• What is needed:
Return each record verbatim, images excluded.

((

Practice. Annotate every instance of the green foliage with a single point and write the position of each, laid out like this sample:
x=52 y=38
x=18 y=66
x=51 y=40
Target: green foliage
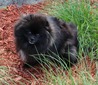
x=84 y=16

))

• Answer for the task:
Practice. Annotate every instance of the green foliage with a single point and write the position of each, laid out like this sample:
x=52 y=38
x=18 y=66
x=51 y=40
Target: green foliage
x=84 y=16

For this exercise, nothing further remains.